Write the listing out again, all of it, word for word.

▶ [Material shown]
----------------------------------------
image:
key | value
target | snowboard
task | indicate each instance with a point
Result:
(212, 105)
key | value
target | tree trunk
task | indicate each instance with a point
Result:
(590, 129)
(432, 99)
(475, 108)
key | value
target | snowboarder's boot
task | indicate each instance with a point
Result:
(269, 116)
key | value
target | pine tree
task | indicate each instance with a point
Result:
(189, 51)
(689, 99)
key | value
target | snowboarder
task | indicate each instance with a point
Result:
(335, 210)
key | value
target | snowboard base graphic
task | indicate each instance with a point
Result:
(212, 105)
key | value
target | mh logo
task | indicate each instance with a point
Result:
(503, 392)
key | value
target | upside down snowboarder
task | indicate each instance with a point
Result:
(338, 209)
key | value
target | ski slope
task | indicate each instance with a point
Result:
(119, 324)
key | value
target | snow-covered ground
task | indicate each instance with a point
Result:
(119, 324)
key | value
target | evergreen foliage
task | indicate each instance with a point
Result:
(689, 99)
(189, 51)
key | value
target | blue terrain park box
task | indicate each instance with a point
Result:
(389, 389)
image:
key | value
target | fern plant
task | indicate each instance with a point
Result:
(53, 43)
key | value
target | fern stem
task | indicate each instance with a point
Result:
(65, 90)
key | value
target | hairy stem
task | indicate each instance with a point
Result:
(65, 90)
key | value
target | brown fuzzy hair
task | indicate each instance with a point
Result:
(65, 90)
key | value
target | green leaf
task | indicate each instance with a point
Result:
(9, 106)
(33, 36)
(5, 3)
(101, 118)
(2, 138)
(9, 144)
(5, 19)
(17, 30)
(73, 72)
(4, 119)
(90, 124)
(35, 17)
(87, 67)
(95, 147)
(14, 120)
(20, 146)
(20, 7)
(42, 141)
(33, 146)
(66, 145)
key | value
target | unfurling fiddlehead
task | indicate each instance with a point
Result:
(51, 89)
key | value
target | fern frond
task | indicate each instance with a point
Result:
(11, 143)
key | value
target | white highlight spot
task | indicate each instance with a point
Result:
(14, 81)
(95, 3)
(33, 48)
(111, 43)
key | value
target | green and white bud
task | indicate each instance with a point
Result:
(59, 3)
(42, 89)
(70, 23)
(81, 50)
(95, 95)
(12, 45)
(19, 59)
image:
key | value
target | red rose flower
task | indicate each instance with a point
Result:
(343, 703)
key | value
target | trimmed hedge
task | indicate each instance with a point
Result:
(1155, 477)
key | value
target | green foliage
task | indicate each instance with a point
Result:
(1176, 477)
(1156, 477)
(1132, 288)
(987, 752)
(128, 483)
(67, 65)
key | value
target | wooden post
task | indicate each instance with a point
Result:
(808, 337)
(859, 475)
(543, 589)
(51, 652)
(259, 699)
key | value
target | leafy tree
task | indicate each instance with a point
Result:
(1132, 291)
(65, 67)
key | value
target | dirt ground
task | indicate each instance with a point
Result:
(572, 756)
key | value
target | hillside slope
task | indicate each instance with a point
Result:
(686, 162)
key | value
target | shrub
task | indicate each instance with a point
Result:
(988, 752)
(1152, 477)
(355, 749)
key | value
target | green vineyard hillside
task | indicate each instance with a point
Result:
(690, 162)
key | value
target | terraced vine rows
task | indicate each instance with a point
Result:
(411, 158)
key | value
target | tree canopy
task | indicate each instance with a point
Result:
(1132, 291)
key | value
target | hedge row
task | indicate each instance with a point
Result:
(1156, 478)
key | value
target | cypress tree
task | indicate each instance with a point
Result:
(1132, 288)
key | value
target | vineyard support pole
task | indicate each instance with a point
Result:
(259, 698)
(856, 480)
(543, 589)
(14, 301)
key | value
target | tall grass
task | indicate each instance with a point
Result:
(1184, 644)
----------------------------------------
▶ [Answer to this task]
image:
key | value
target | snowboard
task | indicate each instance with a point
Result:
(212, 105)
key | value
target | tree trunk
task | indicate each instance with a point
Result:
(590, 129)
(432, 99)
(475, 108)
key | value
target | snowboarder's boot
task | indicate each instance with a point
Result:
(269, 116)
key | value
target | pine tree
task | indicate each instance with a point
Result:
(189, 51)
(689, 99)
key | value
target | snowboarder
task | indicate each instance with a point
Result:
(335, 210)
key | value
target | snowboard base graphic
task | indicate each instance with a point
Result:
(212, 105)
key | value
target | mh logo
task | indicate each instance with a point
Result:
(503, 392)
key | value
target | upside down snowboarder
task | indicate each instance with a point
Result:
(338, 209)
key | value
target | ski slope
task | indicate each instance with a point
Result:
(119, 324)
key | value
target | snow-covered ground
task | indicate each instance with a point
Result:
(119, 324)
key | value
target | evergreen foliage
task | indicate each instance with a point
Result:
(689, 99)
(189, 51)
key | value
target | blue terrain park box
task | indicate each instance with a point
Result:
(389, 389)
image:
key | value
target | fern plant
task | indicate each instance with a point
Result:
(53, 43)
key | value
target | fern stem
task | indicate each instance with a point
Result:
(65, 90)
key | value
target | hairy stem
task | indicate each instance with a point
Result:
(65, 90)
key | value
target | brown fuzzy hair
task | indicate each instance with a point
Result:
(65, 90)
key | value
target | green leaf
task | indicate each instance with a point
Result:
(9, 106)
(33, 36)
(5, 3)
(101, 118)
(2, 138)
(9, 144)
(5, 19)
(17, 30)
(73, 72)
(4, 119)
(90, 124)
(35, 17)
(87, 67)
(95, 147)
(14, 120)
(20, 146)
(20, 7)
(42, 141)
(33, 146)
(66, 145)
key | value
target | unfurling fiddlehead
task | indicate each instance with a point
Result:
(51, 89)
key | value
target | fern frond
task | indicate each instance with a point
Result:
(11, 143)
key | value
target | white highlight spot
task | indicate each instance with a point
Result:
(14, 81)
(95, 3)
(33, 48)
(111, 43)
key | value
target | green and white bud
task | indicate each instance with a point
Result:
(59, 3)
(42, 89)
(70, 23)
(81, 50)
(95, 95)
(12, 45)
(19, 59)
image:
key | value
target | red rose flower
task | indicate each instance with a point
Result:
(343, 703)
key | value
target | trimmed hedge
task | indicate each instance with a point
Result:
(1155, 477)
key | value
target | green foliage
task | indicate each instance with a point
Result:
(1176, 477)
(1156, 477)
(1132, 288)
(987, 752)
(128, 483)
(67, 65)
key | value
target | wooden post
task | indicate each instance with a point
Result:
(808, 337)
(859, 475)
(543, 589)
(51, 652)
(259, 699)
key | value
target | leafy tree
task | indicate each instance with a point
Result:
(1132, 291)
(65, 67)
key | value
target | dirt ground
task | indicate each instance with a point
Result:
(572, 756)
key | value
target | hillside slope
task | indicate each instance with a point
Result:
(686, 162)
key | value
target | shrub
task | indicate each instance with a point
Result:
(988, 752)
(1152, 477)
(355, 749)
key | value
target | green vineyard hillside
task | indicate each instance with a point
Result:
(690, 162)
key | value
target | terraced vine rows
task | indicate each instance with a point
Result:
(411, 158)
key | value
target | tree canopy
task | indicate each instance with a point
Result:
(1132, 291)
key | value
target | hedge row
task | indicate each instance with a point
Result:
(1156, 478)
key | value
target | cypress tree
task | indicate each instance with a point
Result:
(1132, 288)
key | value
target | vineyard support pole
task | indicate each instance with a point
Result:
(259, 698)
(856, 480)
(543, 589)
(14, 301)
key | value
target | tall grass
task | indicate each instance with a point
Result:
(1184, 644)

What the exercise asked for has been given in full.